Top of Data for processing

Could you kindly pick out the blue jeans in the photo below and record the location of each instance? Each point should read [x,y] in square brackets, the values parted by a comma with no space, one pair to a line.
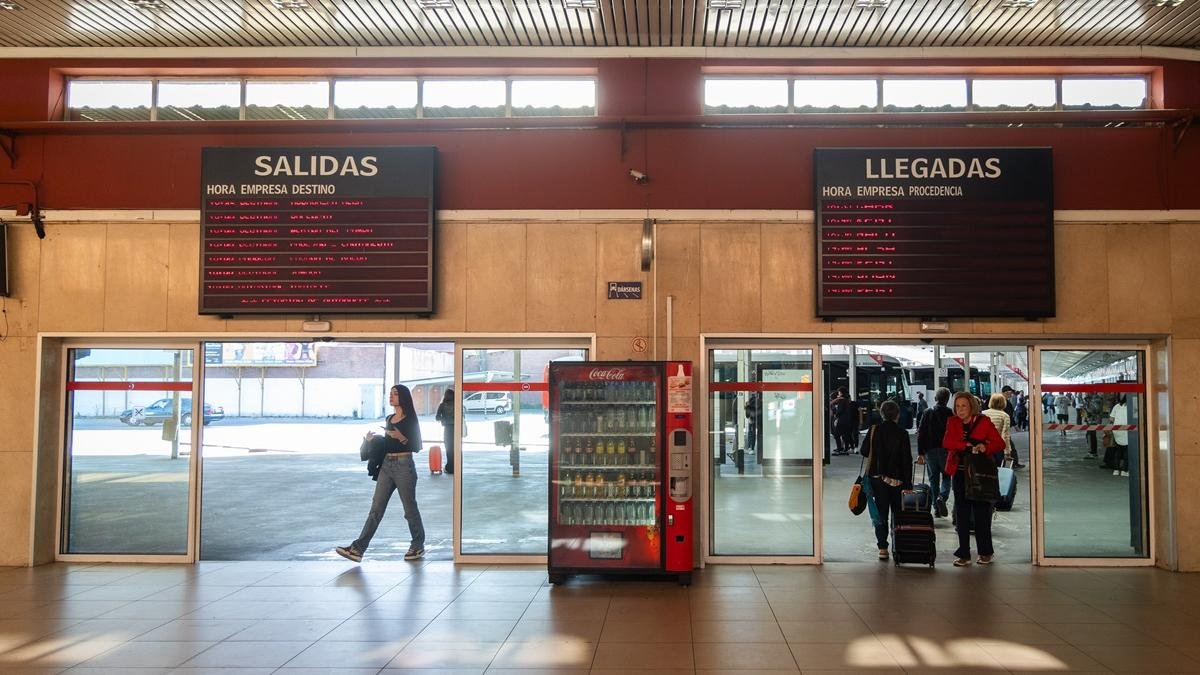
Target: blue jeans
[400,475]
[935,466]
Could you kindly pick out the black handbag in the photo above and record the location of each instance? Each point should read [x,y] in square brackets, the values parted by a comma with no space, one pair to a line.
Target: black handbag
[982,478]
[859,493]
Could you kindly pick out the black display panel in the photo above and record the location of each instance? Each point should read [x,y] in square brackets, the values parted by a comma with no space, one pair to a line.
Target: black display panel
[317,230]
[934,232]
[4,260]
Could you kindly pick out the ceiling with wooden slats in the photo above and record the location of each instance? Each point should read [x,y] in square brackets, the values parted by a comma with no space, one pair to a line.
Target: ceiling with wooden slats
[599,23]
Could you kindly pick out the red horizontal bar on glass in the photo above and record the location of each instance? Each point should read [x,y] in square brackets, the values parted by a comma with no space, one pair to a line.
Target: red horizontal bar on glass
[1113,388]
[760,386]
[505,387]
[129,386]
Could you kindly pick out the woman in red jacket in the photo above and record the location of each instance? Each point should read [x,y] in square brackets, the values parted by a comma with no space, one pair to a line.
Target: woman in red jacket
[969,431]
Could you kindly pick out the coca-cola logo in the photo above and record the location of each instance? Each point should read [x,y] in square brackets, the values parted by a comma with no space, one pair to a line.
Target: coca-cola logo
[606,374]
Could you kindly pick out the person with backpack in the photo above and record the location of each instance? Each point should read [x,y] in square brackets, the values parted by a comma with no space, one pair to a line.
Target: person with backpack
[889,469]
[969,432]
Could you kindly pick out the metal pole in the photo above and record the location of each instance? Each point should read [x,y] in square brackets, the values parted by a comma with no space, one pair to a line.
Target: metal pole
[515,452]
[852,376]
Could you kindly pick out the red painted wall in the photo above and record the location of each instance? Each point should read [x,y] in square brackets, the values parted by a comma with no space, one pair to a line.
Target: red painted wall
[587,168]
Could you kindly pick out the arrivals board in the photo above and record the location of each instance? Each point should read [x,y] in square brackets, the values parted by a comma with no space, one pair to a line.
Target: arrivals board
[312,231]
[934,232]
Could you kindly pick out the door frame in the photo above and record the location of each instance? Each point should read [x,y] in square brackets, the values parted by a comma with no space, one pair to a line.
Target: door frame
[193,460]
[708,342]
[1150,442]
[1033,345]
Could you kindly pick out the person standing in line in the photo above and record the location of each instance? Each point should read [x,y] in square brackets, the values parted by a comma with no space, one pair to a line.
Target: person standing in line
[1001,420]
[1093,413]
[832,424]
[1021,423]
[845,419]
[1011,411]
[1062,410]
[929,449]
[445,416]
[889,467]
[396,472]
[970,432]
[753,408]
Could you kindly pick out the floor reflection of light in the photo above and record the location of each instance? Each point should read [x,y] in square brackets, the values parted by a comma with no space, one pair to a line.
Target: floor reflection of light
[553,651]
[912,651]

Bottom of Data for processing

## [Goal of the exercise]
Every line above should be copied exactly; do not carry over the pictures.

## [Expected answer]
Could you kindly pick out the blue jeans in the photo below and record the location of each instance? Each point should read [x,y] in square brackets, the values parted by a comma with no space, one pair to a line.
Target: blue jeans
[400,475]
[935,466]
Could you kindly pick out the black handbag in the photo above and record the location of each instance? Each point should read [x,y] in square brackets, the values parted by a comma with no space, one pair to a line.
Target: black handbag
[982,478]
[859,493]
Could you kindly pick out the black display panel in the photo above and record the location of each instance? Each point should read [x,y] in square brackets, the values parted by a comma with no space, one pair to a line.
Target: black display panel
[317,230]
[934,232]
[4,260]
Could you kindly pick out the ceiling with wooden slats in the photo above and record the location of each instance? Each point should read [x,y] in square brackets, the values parted by a comma with no space, one pair to a line.
Target: ceiling with wooden slats
[599,23]
Could you kindly pick out the red horizontal bar on glass in the photo above and record the location of each instance? Each point should read [x,y] in square brackets, the values parted by a comma with no space, one pair to a line.
Target: red horizontal bar on glass
[1113,388]
[760,386]
[505,387]
[129,386]
Could you kindly pick out the woman in red jacket in the photo above and record the location of each instance? Each point should read [x,y] in square brackets, the values parted by a comma with no space, one pair to a line.
Target: woman in red jacket
[969,431]
Could you kindly pick out the coca-cola logo in the photo above and record the location of each instance? Each point should read [x,y] in square brackets, the values parted by a comma with no space, one pair to a line.
Target: coca-cola logo
[606,374]
Could you kindly pick out the person with backpack in the photo above and record the location of each instance? Each point should read [x,y] in square brackets, the values parted by a comma with no space, one pair to a line.
Target: person with backpack
[889,469]
[969,432]
Could you kindly pick out the metal pole in the photo above and record the location of each instance? Each point should read [x,y] in square brackets, the values parted by a comma with no space, one pair to a line.
Target: metal pole
[515,452]
[852,376]
Could you kindly pick out the red painted wall in the photo above and record the location of each instance? Each point should read [x,y] in square brackets, the values parted by a comma with no space, one pair to a line.
Target: red painted wall
[587,168]
Could you kindly pick out the arrivals board in the photo above and record the location of each instance? Each point should read [x,y] in square brackets, the values parted by a comma with no space, one pair to a line.
Target: arrivals board
[312,231]
[934,232]
Could you kindly pick out the door frame in the photo above and record the location of each instance? Each point should read [x,y] in square brackets, the values parted by a comma with no space, one pair to a line.
Target: door frame
[193,460]
[708,342]
[1150,442]
[1033,345]
Could you kindly pick out the person standing in line in the photo above and record the location of each instance? Each point should read [x,y] in square brackets, the values parted by a comma with no space, one pair to a line.
Target: person standing in line
[1001,420]
[1093,413]
[832,424]
[1021,423]
[845,419]
[1011,411]
[1062,410]
[929,449]
[445,416]
[889,467]
[396,472]
[970,432]
[753,408]
Could you kindly pick out the floor reflection of light in the photo above and record the location of each instance? Each point should read [x,y] in square brackets, the values parted by a comma with no space, one pair to a line.
Target: floor reflection of light
[553,651]
[912,651]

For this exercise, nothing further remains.